* **WORK INSTRUCTIONS**:
a) List the traditional craft examples that the tour itinerary says are among the National Museum's exhibits.
b) According to the tour itinerary, in what year did the Portuguese arrive at the village of Elmina?
c) Reproduce the part of the tour itinerary starting with "Elmina is a" and going on through "by the Dutch.".

We begin our exploration at Independence Square which is dominated by the impressive Independence Arch with a black star on the top symbolising freedom and justice. The huge monument was erected on the occasion of Ghana’s independence in 1957 and is placed next to a big parade ground intended to hold 30.000 people. From Independence Square we continue to the Kwame Nkrumah Mausoleum. Inaugurated in 1992 Ghana’s first president’s tomb is set in a beautiful park. From there we drive along High Street, passing the old parliament, Holy Spirit Cathedral and the huge walls of Ussher and James Fort until we reach James Town, the old part of Accra. James Town is arguably the most atmospheric quarter of Accra: many colonial-era buildings and colourful markets characterise the townscape and the old fishing harbour is very busy in the morning. We’ll see the 30m lighthouse, the quarter’s landmark. Later today you’ll have time to visit the National Museum. The exhibits include some excellent examples of traditional crafts ranging from a whole array of Kente textiles, carved stools, musical instruments and masks to archaeological artefacts and displays. We leave Ghana’s vibrant capital in the afternoon heading Anomabo where we spend the night in a beautiful resort situated on a palm-lined beach.


Day 4, Anomabo - Elmina

After taking breakfast at our hotel we continue our journey to Elmina.

Elmina is a town of about 25.000 inhabitants situated in the Edina Bay. It started life as a fishing village about 700 years ago and became the first place in Ghana which was occupied by the Europeans. In 1471 the Portuguese arrived at the village and entered into trade with the local people. They wanted to safeguard their original  interest in the lucrative gold and ivory trade, so in 1482/3 they laid the foundation of two impressive castles as their foothold on the Gulf of Guinea: Sao Jorge da Mina und Sao Jago da Mina. At the beginning these buildings were used as a trading post and supply station for passing ships, but after the discovery of the Americas things changed and in subsequent centuries it was mostly used for the slave trade. In 1637 Sao Jorge da Mina, known today as Elmina Castle, was conquered and extended by the Dutch.

* **MATERIAL PROVIDED**:
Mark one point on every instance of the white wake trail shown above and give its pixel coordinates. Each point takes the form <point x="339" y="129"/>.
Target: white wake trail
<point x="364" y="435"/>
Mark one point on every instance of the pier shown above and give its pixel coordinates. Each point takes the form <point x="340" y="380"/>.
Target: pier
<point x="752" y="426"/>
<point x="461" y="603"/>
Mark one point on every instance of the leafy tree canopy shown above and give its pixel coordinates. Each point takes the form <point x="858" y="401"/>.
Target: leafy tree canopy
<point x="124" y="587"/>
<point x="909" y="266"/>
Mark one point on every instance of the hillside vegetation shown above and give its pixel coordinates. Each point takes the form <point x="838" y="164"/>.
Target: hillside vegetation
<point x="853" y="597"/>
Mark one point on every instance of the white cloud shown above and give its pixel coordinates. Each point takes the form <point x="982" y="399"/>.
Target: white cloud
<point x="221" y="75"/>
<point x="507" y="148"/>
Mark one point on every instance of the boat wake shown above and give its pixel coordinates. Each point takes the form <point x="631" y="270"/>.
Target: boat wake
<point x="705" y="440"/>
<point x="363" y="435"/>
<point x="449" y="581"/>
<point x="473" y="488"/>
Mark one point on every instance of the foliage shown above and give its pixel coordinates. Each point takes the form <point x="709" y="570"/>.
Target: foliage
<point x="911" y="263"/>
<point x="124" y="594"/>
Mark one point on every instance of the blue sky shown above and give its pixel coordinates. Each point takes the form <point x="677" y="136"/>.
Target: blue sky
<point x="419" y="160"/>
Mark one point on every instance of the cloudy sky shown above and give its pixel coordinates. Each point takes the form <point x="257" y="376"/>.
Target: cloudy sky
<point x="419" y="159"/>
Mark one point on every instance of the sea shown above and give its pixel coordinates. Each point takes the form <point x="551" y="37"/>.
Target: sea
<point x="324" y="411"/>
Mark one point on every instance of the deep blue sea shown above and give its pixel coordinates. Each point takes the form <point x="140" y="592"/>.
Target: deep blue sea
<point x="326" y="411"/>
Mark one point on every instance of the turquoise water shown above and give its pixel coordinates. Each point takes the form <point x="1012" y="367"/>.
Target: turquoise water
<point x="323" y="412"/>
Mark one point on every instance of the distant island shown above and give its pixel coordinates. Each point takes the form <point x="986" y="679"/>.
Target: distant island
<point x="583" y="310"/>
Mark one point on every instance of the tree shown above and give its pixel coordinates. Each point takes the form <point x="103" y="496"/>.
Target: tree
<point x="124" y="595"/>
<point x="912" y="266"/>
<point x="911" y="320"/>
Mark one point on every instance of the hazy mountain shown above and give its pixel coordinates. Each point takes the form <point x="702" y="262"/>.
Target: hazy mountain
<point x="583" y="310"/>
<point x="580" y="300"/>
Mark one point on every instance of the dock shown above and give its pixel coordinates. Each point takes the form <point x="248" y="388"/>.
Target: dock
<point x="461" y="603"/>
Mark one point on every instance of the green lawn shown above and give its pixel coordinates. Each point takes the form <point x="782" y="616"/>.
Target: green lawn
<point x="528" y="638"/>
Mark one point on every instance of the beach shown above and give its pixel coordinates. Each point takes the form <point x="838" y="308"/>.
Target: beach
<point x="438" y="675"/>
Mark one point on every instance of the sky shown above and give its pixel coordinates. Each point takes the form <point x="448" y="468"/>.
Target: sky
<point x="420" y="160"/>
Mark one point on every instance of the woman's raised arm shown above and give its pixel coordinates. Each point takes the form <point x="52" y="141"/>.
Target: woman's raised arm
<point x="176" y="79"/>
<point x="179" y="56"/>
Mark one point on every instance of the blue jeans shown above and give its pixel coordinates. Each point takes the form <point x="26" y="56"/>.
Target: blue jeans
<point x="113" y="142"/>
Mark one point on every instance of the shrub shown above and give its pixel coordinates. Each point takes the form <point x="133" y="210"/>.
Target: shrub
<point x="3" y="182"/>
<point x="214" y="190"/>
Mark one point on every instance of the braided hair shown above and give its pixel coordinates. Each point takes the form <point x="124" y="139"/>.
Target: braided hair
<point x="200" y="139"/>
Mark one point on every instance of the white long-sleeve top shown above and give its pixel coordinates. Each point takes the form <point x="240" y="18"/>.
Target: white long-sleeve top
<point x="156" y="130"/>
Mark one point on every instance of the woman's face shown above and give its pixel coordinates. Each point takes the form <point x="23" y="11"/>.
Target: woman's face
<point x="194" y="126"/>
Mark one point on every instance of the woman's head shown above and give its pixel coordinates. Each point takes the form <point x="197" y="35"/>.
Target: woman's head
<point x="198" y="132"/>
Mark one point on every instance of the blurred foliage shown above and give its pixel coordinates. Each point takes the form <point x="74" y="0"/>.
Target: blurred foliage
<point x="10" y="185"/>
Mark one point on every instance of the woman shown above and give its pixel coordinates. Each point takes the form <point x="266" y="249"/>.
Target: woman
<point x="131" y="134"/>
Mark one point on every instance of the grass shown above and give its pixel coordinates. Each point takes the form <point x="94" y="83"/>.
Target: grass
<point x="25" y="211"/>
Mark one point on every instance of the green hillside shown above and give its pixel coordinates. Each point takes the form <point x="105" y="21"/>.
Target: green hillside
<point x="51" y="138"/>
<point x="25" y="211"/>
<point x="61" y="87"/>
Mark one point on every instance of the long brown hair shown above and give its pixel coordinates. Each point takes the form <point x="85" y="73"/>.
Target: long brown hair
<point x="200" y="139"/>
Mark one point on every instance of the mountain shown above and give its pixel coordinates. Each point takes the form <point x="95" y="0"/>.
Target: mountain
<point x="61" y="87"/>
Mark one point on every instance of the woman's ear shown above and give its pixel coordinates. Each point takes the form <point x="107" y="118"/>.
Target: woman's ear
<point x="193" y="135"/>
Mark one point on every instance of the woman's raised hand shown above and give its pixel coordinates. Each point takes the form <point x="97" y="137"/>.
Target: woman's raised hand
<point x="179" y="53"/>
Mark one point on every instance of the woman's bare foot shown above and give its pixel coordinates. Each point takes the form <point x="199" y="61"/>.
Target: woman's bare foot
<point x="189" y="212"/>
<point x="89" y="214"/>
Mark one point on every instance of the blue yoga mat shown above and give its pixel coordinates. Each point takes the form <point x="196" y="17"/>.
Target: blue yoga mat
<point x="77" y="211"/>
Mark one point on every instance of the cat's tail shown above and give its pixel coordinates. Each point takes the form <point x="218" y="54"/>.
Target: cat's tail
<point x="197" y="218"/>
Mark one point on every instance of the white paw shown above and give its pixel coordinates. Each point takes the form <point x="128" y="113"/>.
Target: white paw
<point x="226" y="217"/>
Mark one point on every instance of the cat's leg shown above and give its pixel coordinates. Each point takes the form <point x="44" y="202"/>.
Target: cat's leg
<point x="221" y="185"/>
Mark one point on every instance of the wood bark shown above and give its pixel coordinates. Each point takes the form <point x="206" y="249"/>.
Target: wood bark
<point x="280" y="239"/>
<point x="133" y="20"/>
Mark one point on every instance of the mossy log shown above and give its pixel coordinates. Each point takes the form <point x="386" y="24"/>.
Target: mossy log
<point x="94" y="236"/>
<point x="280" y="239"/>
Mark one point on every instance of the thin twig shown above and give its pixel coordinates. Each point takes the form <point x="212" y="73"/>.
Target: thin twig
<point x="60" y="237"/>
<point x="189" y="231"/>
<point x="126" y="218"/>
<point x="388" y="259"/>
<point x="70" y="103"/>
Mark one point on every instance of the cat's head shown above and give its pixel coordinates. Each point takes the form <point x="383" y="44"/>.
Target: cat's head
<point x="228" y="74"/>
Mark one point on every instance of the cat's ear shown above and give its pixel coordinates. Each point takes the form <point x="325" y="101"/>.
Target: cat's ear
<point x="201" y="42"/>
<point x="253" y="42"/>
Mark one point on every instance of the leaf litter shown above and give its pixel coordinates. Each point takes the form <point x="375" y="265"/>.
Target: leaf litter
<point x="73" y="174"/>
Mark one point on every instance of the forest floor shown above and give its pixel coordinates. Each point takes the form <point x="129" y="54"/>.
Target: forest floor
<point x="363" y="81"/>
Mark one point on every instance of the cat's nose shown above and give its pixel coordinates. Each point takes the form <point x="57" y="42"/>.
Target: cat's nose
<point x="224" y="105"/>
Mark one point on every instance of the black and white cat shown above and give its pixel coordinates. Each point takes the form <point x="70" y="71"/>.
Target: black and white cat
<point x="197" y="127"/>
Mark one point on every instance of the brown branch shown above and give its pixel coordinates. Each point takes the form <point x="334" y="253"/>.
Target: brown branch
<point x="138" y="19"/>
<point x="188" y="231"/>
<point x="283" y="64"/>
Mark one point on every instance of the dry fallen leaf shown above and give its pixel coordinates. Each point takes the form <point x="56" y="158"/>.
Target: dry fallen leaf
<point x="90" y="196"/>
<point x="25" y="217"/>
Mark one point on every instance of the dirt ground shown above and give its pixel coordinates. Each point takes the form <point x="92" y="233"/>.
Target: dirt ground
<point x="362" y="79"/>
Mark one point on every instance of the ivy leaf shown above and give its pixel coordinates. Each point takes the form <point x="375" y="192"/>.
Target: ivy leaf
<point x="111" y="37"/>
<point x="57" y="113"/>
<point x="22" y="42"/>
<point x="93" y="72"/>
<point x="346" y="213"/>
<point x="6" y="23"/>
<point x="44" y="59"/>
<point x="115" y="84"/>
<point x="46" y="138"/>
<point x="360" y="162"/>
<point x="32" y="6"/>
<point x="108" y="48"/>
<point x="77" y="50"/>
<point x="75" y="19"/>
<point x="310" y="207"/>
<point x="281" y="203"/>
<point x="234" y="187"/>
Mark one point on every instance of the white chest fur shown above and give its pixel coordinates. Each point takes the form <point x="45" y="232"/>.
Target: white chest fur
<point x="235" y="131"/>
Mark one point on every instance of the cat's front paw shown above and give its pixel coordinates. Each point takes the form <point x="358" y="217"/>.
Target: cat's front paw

* **RESULTS**:
a) Kente textiles, carved stools, musical instruments, masks

b) 1471

c)
Elmina is a town of about 25.000 inhabitants situated in the Edina Bay. It started life as a fishing village about 700 years ago and became the first place in Ghana which was occupied by the Europeans. In 1471 the Portuguese arrived at the village and entered into trade with the local people. They wanted to safeguard their original  interest in the lucrative gold and ivory trade, so in 1482/3 they laid the foundation of two impressive castles as their foothold on the Gulf of Guinea: Sao Jorge da Mina und Sao Jago da Mina. At the beginning these buildings were used as a trading post and supply station for passing ships, but after the discovery of the Americas things changed and in subsequent centuries it was mostly used for the slave trade. In 1637 Sao Jorge da Mina, known today as Elmina Castle, was conquered and extended by the Dutch.